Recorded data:
+++

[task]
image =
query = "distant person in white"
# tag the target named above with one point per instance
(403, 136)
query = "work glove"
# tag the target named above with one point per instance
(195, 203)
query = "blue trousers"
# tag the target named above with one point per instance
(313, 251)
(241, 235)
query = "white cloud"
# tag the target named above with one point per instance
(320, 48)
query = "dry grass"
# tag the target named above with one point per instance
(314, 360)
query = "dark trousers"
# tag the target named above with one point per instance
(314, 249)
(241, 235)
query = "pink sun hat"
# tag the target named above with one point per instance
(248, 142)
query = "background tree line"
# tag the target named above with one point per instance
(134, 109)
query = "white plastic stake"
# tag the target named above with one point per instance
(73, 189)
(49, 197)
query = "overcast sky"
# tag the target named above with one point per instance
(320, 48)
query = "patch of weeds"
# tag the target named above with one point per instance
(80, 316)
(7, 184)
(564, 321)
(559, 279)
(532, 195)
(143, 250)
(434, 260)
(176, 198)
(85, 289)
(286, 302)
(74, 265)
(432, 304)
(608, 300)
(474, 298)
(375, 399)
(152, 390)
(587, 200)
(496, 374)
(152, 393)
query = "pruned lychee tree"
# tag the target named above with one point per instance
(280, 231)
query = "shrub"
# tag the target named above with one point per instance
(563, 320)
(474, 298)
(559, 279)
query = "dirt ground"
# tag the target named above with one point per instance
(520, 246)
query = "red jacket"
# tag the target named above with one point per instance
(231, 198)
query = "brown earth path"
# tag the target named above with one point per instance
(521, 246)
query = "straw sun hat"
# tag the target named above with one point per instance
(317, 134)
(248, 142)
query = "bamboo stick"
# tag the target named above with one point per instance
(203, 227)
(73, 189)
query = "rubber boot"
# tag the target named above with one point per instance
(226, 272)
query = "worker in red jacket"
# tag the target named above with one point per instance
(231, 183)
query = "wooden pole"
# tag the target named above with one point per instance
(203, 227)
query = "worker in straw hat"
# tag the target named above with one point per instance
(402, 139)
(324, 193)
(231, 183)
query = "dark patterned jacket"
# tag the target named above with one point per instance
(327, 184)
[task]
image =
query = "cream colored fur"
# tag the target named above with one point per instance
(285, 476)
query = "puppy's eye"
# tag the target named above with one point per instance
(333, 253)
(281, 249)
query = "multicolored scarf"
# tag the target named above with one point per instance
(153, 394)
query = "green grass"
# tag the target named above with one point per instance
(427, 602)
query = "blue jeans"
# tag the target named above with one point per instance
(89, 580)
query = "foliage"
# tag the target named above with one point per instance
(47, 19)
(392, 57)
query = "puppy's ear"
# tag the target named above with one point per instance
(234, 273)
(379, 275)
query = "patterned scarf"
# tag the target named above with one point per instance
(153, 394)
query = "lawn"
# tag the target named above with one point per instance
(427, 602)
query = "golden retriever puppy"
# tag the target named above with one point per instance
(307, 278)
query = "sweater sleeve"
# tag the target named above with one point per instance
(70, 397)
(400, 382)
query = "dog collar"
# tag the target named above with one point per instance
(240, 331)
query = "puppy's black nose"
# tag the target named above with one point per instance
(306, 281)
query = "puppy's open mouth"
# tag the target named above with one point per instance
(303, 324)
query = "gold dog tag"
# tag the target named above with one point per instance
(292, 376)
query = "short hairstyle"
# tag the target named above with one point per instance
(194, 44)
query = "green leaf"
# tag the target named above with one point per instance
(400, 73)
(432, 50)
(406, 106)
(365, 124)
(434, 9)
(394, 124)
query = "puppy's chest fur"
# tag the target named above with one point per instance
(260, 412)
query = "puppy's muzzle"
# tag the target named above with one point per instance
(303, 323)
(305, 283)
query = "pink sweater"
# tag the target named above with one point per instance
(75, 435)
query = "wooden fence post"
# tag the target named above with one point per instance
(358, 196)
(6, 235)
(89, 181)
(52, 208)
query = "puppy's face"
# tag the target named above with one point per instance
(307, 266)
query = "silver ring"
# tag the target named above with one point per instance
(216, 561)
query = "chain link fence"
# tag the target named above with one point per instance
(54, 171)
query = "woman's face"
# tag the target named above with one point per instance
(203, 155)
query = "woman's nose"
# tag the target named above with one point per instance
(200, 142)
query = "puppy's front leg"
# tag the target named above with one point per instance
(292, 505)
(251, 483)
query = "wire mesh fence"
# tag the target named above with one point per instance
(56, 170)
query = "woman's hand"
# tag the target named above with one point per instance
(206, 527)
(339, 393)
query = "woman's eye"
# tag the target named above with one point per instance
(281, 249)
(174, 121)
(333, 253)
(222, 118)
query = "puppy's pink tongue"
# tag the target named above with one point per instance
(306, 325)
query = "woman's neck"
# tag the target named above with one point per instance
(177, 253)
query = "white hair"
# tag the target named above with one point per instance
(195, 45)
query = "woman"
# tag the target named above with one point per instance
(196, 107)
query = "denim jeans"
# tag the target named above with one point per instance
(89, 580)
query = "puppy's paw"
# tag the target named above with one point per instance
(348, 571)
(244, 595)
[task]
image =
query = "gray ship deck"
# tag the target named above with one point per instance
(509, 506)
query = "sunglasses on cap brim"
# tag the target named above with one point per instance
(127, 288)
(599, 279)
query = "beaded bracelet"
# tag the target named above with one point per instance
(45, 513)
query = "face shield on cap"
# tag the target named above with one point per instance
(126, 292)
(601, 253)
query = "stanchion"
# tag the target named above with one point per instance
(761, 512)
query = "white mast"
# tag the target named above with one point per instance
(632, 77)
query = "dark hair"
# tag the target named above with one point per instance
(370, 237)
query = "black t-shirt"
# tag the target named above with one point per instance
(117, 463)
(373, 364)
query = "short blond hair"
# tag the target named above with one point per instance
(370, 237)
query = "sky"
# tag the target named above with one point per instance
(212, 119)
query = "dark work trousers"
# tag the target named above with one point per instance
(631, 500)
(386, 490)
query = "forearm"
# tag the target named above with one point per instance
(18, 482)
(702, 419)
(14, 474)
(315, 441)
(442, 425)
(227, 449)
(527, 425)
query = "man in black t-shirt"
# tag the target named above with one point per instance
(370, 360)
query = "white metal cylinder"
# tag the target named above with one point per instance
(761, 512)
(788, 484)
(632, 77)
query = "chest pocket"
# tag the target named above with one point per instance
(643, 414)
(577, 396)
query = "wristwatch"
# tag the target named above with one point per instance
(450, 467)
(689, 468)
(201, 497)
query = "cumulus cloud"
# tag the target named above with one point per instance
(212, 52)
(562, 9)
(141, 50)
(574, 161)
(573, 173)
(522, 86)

+++

Retype the material in full. Each word must match.

[task]
image =
query = "distant person in white"
# tag the target named above with one point per instance
(403, 136)
query = "work glove"
# tag the target named above with one point per instance
(195, 203)
query = "blue trousers"
# tag the target named above with one point per instance
(313, 251)
(241, 235)
query = "white cloud"
# tag the target named above with one point per instance
(320, 48)
query = "dry grass"
# tag the target named above with one point per instance
(314, 360)
query = "dark trousers"
# tag the target named above with one point per instance
(314, 249)
(241, 235)
query = "pink sun hat"
# tag the target named above with one point per instance
(248, 142)
query = "background tree line"
# tag the target named above with one point per instance
(134, 109)
query = "white plastic stake"
# tag the target named above with one point per instance
(73, 189)
(49, 197)
query = "overcast sky"
# tag the target named above with one point per instance
(320, 48)
query = "patch of weeds"
# tag the target named above with one point per instance
(80, 316)
(7, 184)
(564, 321)
(559, 279)
(532, 195)
(143, 250)
(434, 260)
(176, 198)
(85, 289)
(286, 302)
(74, 265)
(432, 304)
(608, 300)
(474, 298)
(375, 399)
(152, 390)
(587, 200)
(496, 374)
(152, 393)
query = "pruned lychee tree"
# tag the target named above with one point per instance
(280, 231)
query = "shrub"
# tag the target named above with one point per instance
(563, 320)
(474, 298)
(559, 279)
query = "dirt ground"
# tag the target named above with one point per instance
(520, 246)
query = "red jacket"
# tag the target named above with one point per instance
(231, 198)
query = "brown earth path"
# tag the target named above with one point per instance
(521, 246)
query = "straw sun hat"
# tag the target named above with one point per instance
(317, 134)
(248, 142)
query = "bamboo stick"
# tag the target named above with one point per instance
(203, 227)
(73, 189)
query = "rubber boot"
# tag the target named above with one point per instance
(226, 272)
query = "worker in red jacket"
# tag the target named above with one point per instance
(231, 183)
query = "wooden pole"
# tag the target named above with one point per instance
(203, 227)
query = "worker in straw hat"
# tag the target named above with one point per instance
(402, 139)
(324, 193)
(231, 183)
query = "dark patterned jacket"
# tag the target named above with one point per instance
(327, 184)
[task]
image =
query = "cream colored fur"
# tag the target named above with one point per instance
(285, 476)
query = "puppy's eye"
# tag the target named above with one point per instance
(333, 253)
(281, 249)
query = "multicolored scarf"
# tag the target named above with one point per instance
(153, 394)
query = "green grass"
# tag the target named above with one point per instance
(427, 602)
query = "blue jeans"
# tag the target named above with one point per instance
(89, 580)
query = "foliage"
# tag the target named above with one point per instance
(47, 19)
(392, 57)
query = "puppy's ear"
# tag the target named above with one point per instance
(234, 273)
(379, 275)
query = "patterned scarf"
# tag the target named above with one point per instance
(153, 394)
query = "lawn"
# tag the target named above with one point per instance
(427, 602)
query = "golden retriever puppy"
# tag the target named above with one point per instance
(307, 278)
query = "sweater sleeve"
# tag the target named above with one point per instance
(70, 397)
(400, 382)
query = "dog collar"
# tag the target named above with one point per instance
(240, 331)
query = "puppy's black nose"
# tag the target named above with one point per instance
(306, 281)
query = "puppy's open mouth"
# tag the target named above with one point per instance
(303, 324)
query = "gold dog tag"
# tag the target named above with one point per instance
(292, 376)
query = "short hairstyle"
# tag the target named above with one point per instance
(194, 44)
query = "green leaf"
# tag the target named above with one point per instance
(400, 73)
(432, 50)
(406, 106)
(365, 124)
(434, 9)
(394, 124)
query = "puppy's chest fur"
# tag the target named above with one point per instance
(260, 412)
query = "puppy's muzzle"
# tag the target named above with one point per instance
(303, 323)
(305, 283)
query = "pink sweater"
# tag the target named above with one point per instance
(75, 435)
query = "wooden fence post"
# tag the target named above with one point per instance
(358, 196)
(6, 235)
(89, 181)
(52, 208)
query = "puppy's face"
# tag the target named above with one point per instance
(307, 266)
query = "silver ring"
# tag the target named above with one point per instance
(216, 561)
query = "chain link fence"
# tag the target named above with one point per instance
(54, 171)
query = "woman's face"
# tag the target named above with one point per instance
(203, 155)
query = "woman's nose"
# tag the target named above with one point per instance
(200, 142)
query = "puppy's front leg"
# tag the target named above with one point per instance
(292, 505)
(251, 483)
query = "wire mesh fence"
# tag the target named above with one point per instance
(56, 170)
query = "woman's hand"
# tag the target named above with one point per instance
(206, 527)
(339, 393)
query = "woman's eye"
# tag the target named above with one point per instance
(281, 249)
(174, 121)
(333, 253)
(222, 118)
query = "puppy's pink tongue"
# tag the target named above with one point per instance
(306, 325)
query = "woman's neck"
# tag the target named above with one point per instance
(177, 253)
query = "white hair"
# tag the target named above with one point per instance
(195, 45)
query = "woman"
# tag the target named above with one point per instance
(196, 107)
query = "denim jeans"
# tag the target named above with one point per instance
(89, 580)
query = "puppy's paw"
# tag the target named above with one point per instance
(348, 571)
(244, 595)
[task]
image =
query = "gray ship deck"
# tag the target named above with one point per instance
(509, 506)
query = "sunglasses on cap brim"
# tag the target named above with one point per instance
(127, 288)
(599, 279)
query = "beaded bracelet"
# tag the target named above with one point per instance
(45, 513)
query = "face shield on cap"
# tag the target named above with one point per instance
(126, 292)
(601, 253)
query = "stanchion"
# tag the target named above with one point per instance
(761, 512)
query = "white mast"
# tag the target named above with one point per instance
(632, 77)
query = "dark hair"
# tag the target named above with one point per instance
(370, 237)
query = "black t-shirt"
# tag the target named above with one point per instance
(117, 463)
(373, 364)
query = "short blond hair"
# tag the target named above with one point per instance
(370, 237)
query = "sky"
# tag the target named above with one point per instance
(212, 119)
query = "dark work trousers"
# tag the target named above with one point per instance
(631, 500)
(386, 490)
query = "forearm"
# tag the target named above with one point per instance
(18, 482)
(702, 419)
(14, 474)
(315, 441)
(442, 425)
(227, 449)
(527, 425)
query = "man in black t-shirt"
# tag the target named above with one point per instance
(370, 360)
query = "white metal cylinder"
# tag the target named above with one point per instance
(761, 512)
(788, 484)
(632, 77)
query = "chest pocket"
# tag the target named above with one point per instance
(643, 414)
(577, 396)
query = "wristwatch"
# tag the target named above with one point per instance
(450, 467)
(689, 468)
(201, 497)
query = "cumulus cloud"
# tag the target named above with one point per instance
(212, 52)
(562, 9)
(141, 50)
(574, 161)
(573, 173)
(522, 86)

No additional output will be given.